Es gab genug Schiffe für diese Aufgabe, doch mit der Zeit verfielen die Kapitäne auf den Gedanken, fremde unbeteiligte Schiffe zu überfallen. Albrechts Vater, der Herzog von Mecklenburg, ermunterte sine Leute sogar, an solchen „Versorgungsfahrten” nah Stockholm teilzunehmen, weil dabei „leicht zu verdienendes” Geld lockte. Für den Absatz so erbeuteter Waren sorgten dann die Städte Rostock und Wismar, die sich so zu „Hehler-Städten” entwickelten. Die Hanse musste diesem Treiben ohnmächtig zusehen.

Immer dreister wurde die „Ostseemafia”, eroberte 1391 die Inseln Bornholm und Gotland und setzte sich auch an der finnischen Küste fest. Bergen in Norwegen und die südschwedische Stadt Malmö wurden geplündert. 1395 konnte die Hanse einen Frieden zwischen Königin Margrethe und dem Haus Mecklenburg durchsetzen, womit der Grund für jede Kaperfahrt entfiel. Doch die Seeräuber, darunter auch Störtebeker, hatten sich längst als eigenständige Macht in der Ostsee etabliert und sich nach kaufmännischem Vorbild „genossenschaftlich” organisiert. Sie wurden deshalb „Likedeeler” genannt – Leute, die ihre Beute „gerecht” untereinander aufteilten.     

Deutschordens-Hochmeister Konrad von Jungingen unterbreitete der darüber begeisterten Hanse den Plan, das Seeräubernest Gotland „auszuräuchern” und legte den Tag der Offensive mit 31. März 1398 fest – zu einem Zeitpunkt, da die Ostsee noch nicht ganz eisfrei war.

Der Überraschungsangriff gelang, die entkommenen Piraten suchten Zuflucht an der deutschen und schwedischen Küste, andere wie Klaus Störtebeker und Goedeke Micheel flohen in Richtung Nordsee, wo sie wieder „von vorne beginnen” mussten.

 

„Arbeitsteilung” zwischen Störtebeker und seinem „nominellen Chef” Goedeke

Um sich nicht gegenseitig die Beute abzujagen, teilten beide das Revier auf. Störtebeker trieb sein Unwesen vor der Elbemündung, Goedeke machte das Weser- und Emsgebiet unsicher. Reeder, Kaufleute und Kapitäne lagen dem Hamburger Rat lange in den Ohren, etwas gegen die Seeräuberplage zu unternehmen. Wegen der organisierten, fast militärisch geplanten Piraterie war das keine leichte Aufgabe. Doch stellte man in Hamburg ein Flottenbauprogramm auf die Beine, die Seestreitmacht wurde im Winter 1400/01 verstärkt. Als Nachrichten vom Auslaufen Störtebekers von seinem Winterquartier in Richtung Helgoland eintrafen, wurde die Kriegsflotte klargemacht und lief in die Nordsee aus. Störtebeker stellte sich dem Kampf, er wusste, was auf dem Spiel stand. Die durch zahlreiche Enterhaken miteinander verkeilten Schiffe der Räuber und der Streitmacht trieben dahin, an Bord entbrannte ein Kampf auf Leben und Tod.
★ ★ ★ ★
> **Die Aufgabe**
Schreibe den Abschnitt über Störtebeker und die Seeräuber der Ostsee ab seinem letzten Satz weiter.

> **Datenauszug**
★ ★ ★ ★
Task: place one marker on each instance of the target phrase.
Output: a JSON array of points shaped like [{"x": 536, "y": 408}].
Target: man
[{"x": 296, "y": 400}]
★ ★ ★ ★
> **Das Ergebnis**
Letztlich gelang es aber den Hamburgern, Störtebeker vor Helgoland gefangen zu nehmen, mit ihm 70 seiner Kumpane, darunter auch seinen nominellen Vorgesetzten Goedeke Micheel. Im Triumphzug kehrte die Flotte nach Hamburg zurück. Als die Piraten an Land gebracht wurden, läuteten in der ganzen Hansestadt die Kirchenglocken. Den Gefangenen wurde ein für die damalige Zeit fairer Prozess gemacht, der mit der Hinrichtung Störtebekers und seiner Spießgesellen am 20. Oktober 1401 auf dem Hamburger Grasbrook unter den eingangs geschilderten Umständen endete. Damit jeder davon Kunde erhielt und niemand Störtebekers „Nachfolge” antrat, wurden die abgeschlagenen Köpfe auf Pfähle gespießt und zur Besichtigung freigegeben.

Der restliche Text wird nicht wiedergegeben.